**WHAT THE TASK REQUIRES:**
Images are to be left out; everything else in the listing should be repeated exactly.

**EXTRACTED ENTRIES:**
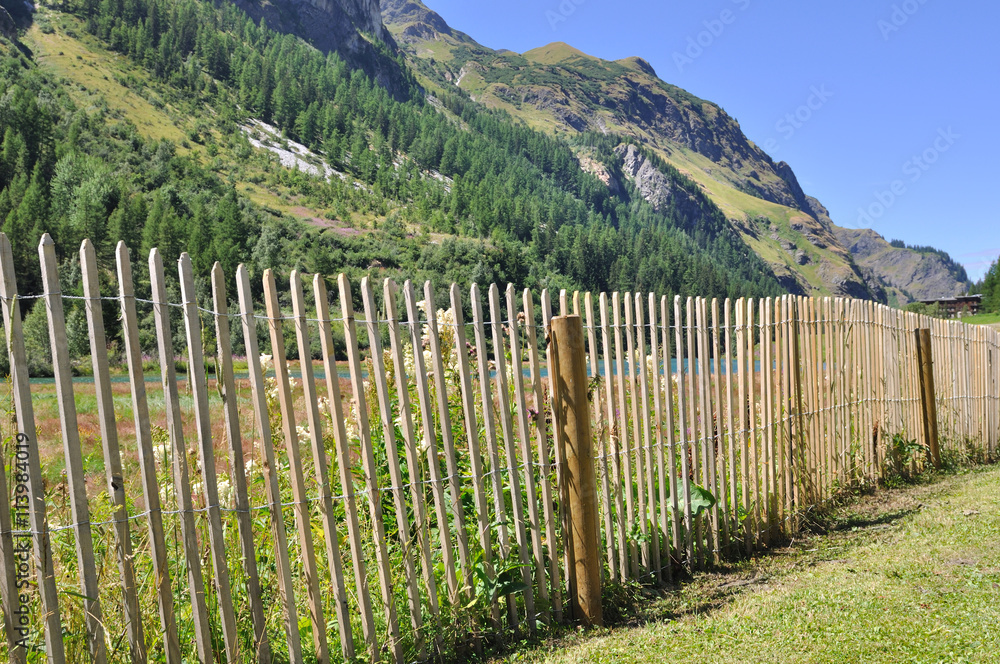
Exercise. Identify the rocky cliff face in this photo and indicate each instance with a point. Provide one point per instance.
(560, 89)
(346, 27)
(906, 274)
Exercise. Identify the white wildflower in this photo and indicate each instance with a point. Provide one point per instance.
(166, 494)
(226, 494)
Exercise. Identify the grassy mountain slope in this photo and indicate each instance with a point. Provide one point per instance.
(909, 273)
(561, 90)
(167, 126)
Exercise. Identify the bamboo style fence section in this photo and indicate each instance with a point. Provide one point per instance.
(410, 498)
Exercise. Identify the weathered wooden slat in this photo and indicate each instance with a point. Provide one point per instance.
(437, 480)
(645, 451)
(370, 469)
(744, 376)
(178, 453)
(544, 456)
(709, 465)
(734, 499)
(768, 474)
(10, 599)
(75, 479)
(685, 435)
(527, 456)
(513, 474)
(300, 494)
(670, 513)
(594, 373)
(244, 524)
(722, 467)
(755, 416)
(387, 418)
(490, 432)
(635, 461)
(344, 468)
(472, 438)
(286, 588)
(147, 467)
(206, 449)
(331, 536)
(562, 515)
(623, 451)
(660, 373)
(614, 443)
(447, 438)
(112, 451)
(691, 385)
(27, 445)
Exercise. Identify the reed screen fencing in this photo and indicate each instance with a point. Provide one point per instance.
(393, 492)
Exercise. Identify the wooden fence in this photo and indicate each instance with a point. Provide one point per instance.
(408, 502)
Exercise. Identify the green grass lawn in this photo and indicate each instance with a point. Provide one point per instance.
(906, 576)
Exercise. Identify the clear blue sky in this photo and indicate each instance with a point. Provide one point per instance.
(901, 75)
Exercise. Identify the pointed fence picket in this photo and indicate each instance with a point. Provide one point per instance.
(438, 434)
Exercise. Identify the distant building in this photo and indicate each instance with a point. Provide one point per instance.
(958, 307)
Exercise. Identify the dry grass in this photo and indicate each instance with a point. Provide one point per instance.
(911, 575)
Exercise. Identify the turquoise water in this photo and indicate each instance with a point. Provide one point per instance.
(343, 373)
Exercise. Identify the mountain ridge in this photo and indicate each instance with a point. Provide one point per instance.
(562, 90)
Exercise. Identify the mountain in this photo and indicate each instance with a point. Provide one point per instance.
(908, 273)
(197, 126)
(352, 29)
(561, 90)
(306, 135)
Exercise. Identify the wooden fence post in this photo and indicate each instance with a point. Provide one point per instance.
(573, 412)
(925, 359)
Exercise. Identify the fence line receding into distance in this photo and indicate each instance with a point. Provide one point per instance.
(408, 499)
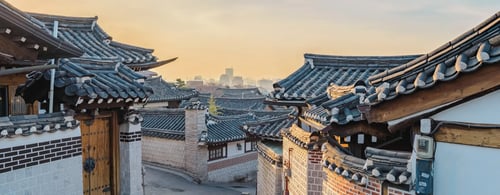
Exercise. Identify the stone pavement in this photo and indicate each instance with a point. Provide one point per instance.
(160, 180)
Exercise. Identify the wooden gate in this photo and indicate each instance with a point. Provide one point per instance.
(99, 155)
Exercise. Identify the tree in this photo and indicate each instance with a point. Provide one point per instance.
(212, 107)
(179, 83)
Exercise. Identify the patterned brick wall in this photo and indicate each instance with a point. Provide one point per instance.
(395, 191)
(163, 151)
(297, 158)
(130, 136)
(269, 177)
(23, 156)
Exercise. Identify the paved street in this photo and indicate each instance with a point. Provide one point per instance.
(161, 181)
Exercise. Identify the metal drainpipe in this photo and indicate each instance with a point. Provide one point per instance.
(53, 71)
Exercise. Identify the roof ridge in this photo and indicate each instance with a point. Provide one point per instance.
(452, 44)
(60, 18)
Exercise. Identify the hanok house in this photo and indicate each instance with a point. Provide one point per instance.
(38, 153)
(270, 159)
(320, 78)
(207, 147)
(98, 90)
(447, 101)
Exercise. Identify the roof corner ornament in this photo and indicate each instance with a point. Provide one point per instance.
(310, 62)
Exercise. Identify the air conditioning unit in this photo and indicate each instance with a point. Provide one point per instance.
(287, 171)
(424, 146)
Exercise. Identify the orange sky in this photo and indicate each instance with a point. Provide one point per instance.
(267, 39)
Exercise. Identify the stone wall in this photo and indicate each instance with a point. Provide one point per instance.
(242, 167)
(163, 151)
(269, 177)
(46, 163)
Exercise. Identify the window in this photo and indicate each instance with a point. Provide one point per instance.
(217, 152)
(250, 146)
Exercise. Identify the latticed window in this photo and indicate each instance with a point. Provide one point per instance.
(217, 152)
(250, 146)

**OUTPUT:**
Exercise. Identify the rocky cliff face in this photo and indicate each instance with a point. Provide one point per instance.
(560, 89)
(346, 27)
(906, 274)
Exercise. Identify the white wildflower in this photo and indicate each instance with a point. Provide one point per instance.
(166, 494)
(226, 494)
Exercise. Identify the grassy mountain slope in this photo and indicate each instance with a point. Provide one point per instance.
(909, 273)
(561, 90)
(167, 126)
Exercise. Identify the bamboo style fence section in this photo and indicate each instance with a point. Provide one point per instance.
(410, 498)
Exercise. Identify the weathered wooden slat in this photo and indicate each instance with a point. Provide one point per instance.
(437, 480)
(645, 451)
(370, 469)
(744, 376)
(178, 453)
(544, 456)
(709, 465)
(734, 499)
(768, 474)
(10, 599)
(75, 479)
(685, 435)
(527, 456)
(513, 474)
(300, 494)
(670, 513)
(594, 373)
(244, 524)
(722, 467)
(755, 416)
(387, 418)
(490, 432)
(635, 461)
(344, 468)
(472, 438)
(286, 588)
(147, 467)
(206, 449)
(331, 536)
(562, 515)
(623, 451)
(660, 373)
(614, 443)
(447, 438)
(112, 451)
(691, 385)
(27, 445)
Exercise. Identify the reed screen fencing in this photo and indicate each instance with a point. Provide one point per instance.
(393, 492)
Exercise. Identify the wooden fence in this photo and indicate each instance with a point. Provide one point per instance.
(408, 502)
Exercise. Identify the green grass lawn in this photo and indicate each instance with a point. Provide one point per instance.
(906, 576)
Exercise. Identify the clear blue sky in this photo and indicate each instance with a point. Provide one point per instance.
(901, 75)
Exercise. Identify the pointed fence picket in this photo and indicate each instance with a point. Provide one point per instance.
(438, 434)
Exercise. Identify the distant building in this photo and indicate each instance with a point. Provide one point per instance.
(958, 307)
Exercise. Identify the dry grass in this photo and indicate each instance with a point. Provide one point per instance.
(911, 575)
Exercise. Identify the turquoise water in this photo and indicate each instance with a point. Provide one point per instance.
(343, 373)
Exercise. Identify the mountain ridge in this photo and indicate each instance with a point. Provide one point per instance.
(562, 90)
Exercise. Identify the mountain in this photo and indicate each instance with a point. Provide one point per instance.
(908, 273)
(197, 126)
(352, 29)
(561, 90)
(306, 135)
Exercise. Identify the wooden fence post in this photo and indicate each instance with a point. Provide one point per instance.
(573, 412)
(925, 359)
Exercise. Identify the fence line receding into distance in this photo and indicate each instance with a point. Provide one point per instance.
(408, 499)
Exercise. Identify the stone pavement in this photo and indicate each instance with a point. Provide one point per instance.
(160, 180)
Exercise. Identify the wooden gate in this photo and indicate each instance with a point. Provide one point per instance.
(99, 155)
Exercise. Identify the tree in this photo and indicate each instance with a point. Provide one point per instance.
(212, 107)
(179, 83)
Exercise. Identify the patterned brick wall in this photo and indicate each instance with a point. Provide one point per instance.
(395, 191)
(163, 151)
(297, 158)
(130, 136)
(269, 177)
(23, 156)
Exercise. Identify the paved street in this photo and indicate each instance with a point. Provide one point per instance.
(161, 181)
Exercise. Identify the metal drainpipe in this photo and indicate each instance with a point. Provide one point per instance.
(53, 71)
Exercise. Identify the roof ridge in this photo and indicate each instance with a point. Provide one point per instance.
(452, 44)
(60, 18)
Exercise. Identify the hanok house in this photo and indicate each instance with a point. Provide one point per instance.
(38, 153)
(270, 159)
(320, 78)
(207, 147)
(98, 90)
(447, 101)
Exercise. Identify the roof corner ornament in this photo and indicate each instance with a point. Provide one point per instance.
(310, 62)
Exercise. Identify the air conditioning unit in this photo and indicate each instance with a point. Provide one point per instance.
(287, 171)
(424, 146)
Exercise. Identify the orange sky in this photo and indicate each instance with a point. Provide one point per instance.
(267, 39)
Exercise. Identify the stone wall in this photo and indicate each instance with a point. Provide one point per instance.
(242, 167)
(163, 151)
(269, 177)
(46, 163)
Exercise. Identify the window in this photo and indicate each instance with a point. Provide one point per instance.
(217, 152)
(250, 146)
Exercise. Identify the latticed window in this photo and indicate each instance with a point. Provide one point per instance.
(217, 152)
(250, 146)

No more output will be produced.